- _TASK DETAILS_:
Extract every one of the lines below, copying each one word for word. Leave the pictures out.

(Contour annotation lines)
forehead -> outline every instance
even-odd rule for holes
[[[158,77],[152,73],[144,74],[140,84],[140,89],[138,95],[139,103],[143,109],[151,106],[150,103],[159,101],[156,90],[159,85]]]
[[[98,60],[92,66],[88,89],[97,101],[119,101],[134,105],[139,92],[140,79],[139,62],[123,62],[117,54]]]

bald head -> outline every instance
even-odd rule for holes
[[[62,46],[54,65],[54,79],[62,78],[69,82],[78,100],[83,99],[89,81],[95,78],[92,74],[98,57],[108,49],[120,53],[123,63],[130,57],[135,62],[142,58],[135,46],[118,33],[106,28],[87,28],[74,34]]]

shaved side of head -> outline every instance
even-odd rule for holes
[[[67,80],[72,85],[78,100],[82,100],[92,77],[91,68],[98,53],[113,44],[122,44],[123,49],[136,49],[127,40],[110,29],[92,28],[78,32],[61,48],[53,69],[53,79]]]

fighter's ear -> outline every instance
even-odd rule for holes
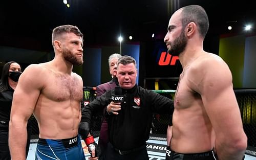
[[[187,25],[186,30],[186,34],[187,36],[189,37],[194,34],[196,29],[196,25],[194,22],[190,22]]]
[[[55,40],[53,41],[53,44],[57,50],[61,50],[61,42],[60,41]]]

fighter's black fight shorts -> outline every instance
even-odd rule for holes
[[[218,160],[213,151],[203,153],[183,154],[172,151],[169,147],[166,148],[169,152],[166,152],[165,160]]]
[[[86,158],[77,135],[63,140],[39,139],[35,159],[85,160]]]

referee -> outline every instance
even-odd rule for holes
[[[79,133],[88,136],[91,135],[93,114],[108,106],[110,142],[104,155],[105,160],[148,160],[146,141],[149,138],[153,114],[168,113],[170,117],[174,109],[172,100],[138,86],[137,75],[134,58],[122,56],[117,62],[117,77],[122,101],[114,103],[111,100],[112,97],[116,96],[112,89],[91,102],[82,111]]]

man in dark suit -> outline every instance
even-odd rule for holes
[[[106,83],[101,84],[96,87],[96,97],[98,97],[104,94],[106,91],[114,89],[115,87],[116,86],[119,86],[118,81],[116,78],[117,75],[117,63],[118,59],[122,56],[118,53],[114,53],[110,55],[109,58],[109,65],[110,68],[110,73],[112,77],[112,79]],[[104,112],[106,110],[106,108],[104,108],[103,110],[103,120],[102,123],[101,124],[101,127],[100,128],[100,136],[99,138],[98,145],[100,147],[102,151],[102,156],[99,157],[100,159],[102,159],[104,157],[104,152],[106,147],[108,143],[109,142],[109,135],[108,134],[108,122],[104,116]]]

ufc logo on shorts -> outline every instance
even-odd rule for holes
[[[69,140],[69,144],[71,145],[73,143],[74,143],[75,142],[76,142],[77,141],[77,138],[75,138],[74,139]]]

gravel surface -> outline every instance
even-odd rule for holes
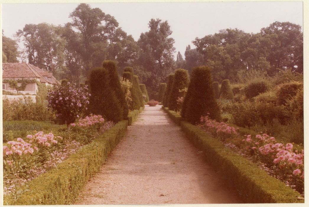
[[[75,204],[242,203],[161,106],[128,127]]]

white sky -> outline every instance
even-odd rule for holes
[[[152,18],[167,20],[175,40],[176,54],[184,58],[186,46],[197,37],[214,34],[219,30],[237,28],[256,33],[276,21],[289,21],[303,27],[303,2],[243,2],[88,3],[114,16],[120,27],[137,41],[149,30]],[[75,3],[2,4],[2,28],[13,38],[26,24],[45,22],[63,25],[71,21],[70,13]]]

- _WORKED ANSWER_:
forehead -> outline every instance
even-odd rule for holes
[[[158,77],[152,73],[144,74],[140,84],[140,89],[138,95],[139,103],[143,109],[151,106],[150,103],[159,101],[156,90],[159,85]]]
[[[98,60],[92,66],[88,89],[97,101],[119,101],[134,105],[139,92],[140,79],[139,62],[123,62],[117,54]]]

bald head -> outline every instance
even-odd rule for holes
[[[62,46],[54,65],[54,79],[62,78],[69,82],[78,100],[83,99],[89,81],[95,78],[92,74],[98,57],[108,49],[120,53],[123,63],[130,57],[135,62],[142,58],[135,46],[118,33],[106,28],[87,28],[74,34]]]

shaved side of head -> outline every instance
even-odd rule for holes
[[[67,80],[72,85],[78,100],[82,100],[92,77],[91,68],[98,53],[113,44],[122,44],[123,49],[136,49],[127,40],[110,29],[92,28],[78,32],[61,48],[53,69],[53,79]]]

fighter's ear -> outline every instance
even-odd rule for holes
[[[187,25],[186,30],[186,34],[187,36],[189,37],[194,34],[196,29],[196,25],[194,22],[190,22]]]
[[[55,40],[53,41],[53,44],[57,50],[61,50],[61,42],[60,41]]]

fighter's black fight shorts -> outline every instance
even-odd rule for holes
[[[218,160],[213,151],[203,153],[183,154],[172,151],[169,147],[166,148],[169,152],[166,152],[165,160]]]
[[[86,158],[77,135],[63,140],[39,139],[35,159],[85,160]]]

referee -> outline every instance
even-odd rule for holes
[[[79,133],[88,136],[91,135],[93,114],[108,106],[110,142],[104,155],[105,160],[148,160],[146,141],[149,138],[153,114],[168,113],[170,117],[174,109],[172,100],[138,86],[137,75],[134,58],[122,56],[117,62],[117,77],[122,101],[114,103],[111,100],[112,97],[116,96],[112,89],[91,102],[82,111]]]

man in dark suit -> outline every instance
even-odd rule for holes
[[[106,83],[101,84],[96,87],[96,97],[98,97],[104,94],[106,91],[114,89],[115,87],[116,86],[119,86],[118,81],[116,78],[117,75],[117,63],[118,59],[122,56],[118,53],[114,53],[110,55],[109,58],[109,65],[110,68],[110,73],[112,77],[112,79]],[[104,112],[106,110],[106,108],[104,108],[103,110],[103,120],[102,123],[101,124],[101,127],[100,128],[100,136],[99,138],[98,145],[100,147],[102,151],[102,156],[99,157],[100,159],[102,159],[104,157],[104,152],[106,147],[108,143],[109,142],[109,135],[108,134],[108,122],[104,116]]]

ufc logo on shorts -> outline every instance
even-odd rule for holes
[[[69,140],[69,144],[71,145],[73,143],[74,143],[75,142],[76,142],[77,141],[77,138],[75,138],[74,139]]]

gravel surface -> outline every instance
even-odd rule for holes
[[[75,204],[242,203],[161,106],[128,127]]]

white sky -> outline every instance
even-odd rule for holes
[[[152,18],[167,20],[175,40],[176,54],[184,58],[186,46],[197,37],[214,34],[219,30],[237,28],[256,33],[276,21],[289,21],[303,27],[303,2],[243,2],[88,3],[114,16],[120,27],[137,41],[149,30]],[[75,3],[2,4],[2,28],[13,38],[26,24],[45,22],[63,25],[71,21],[70,13]]]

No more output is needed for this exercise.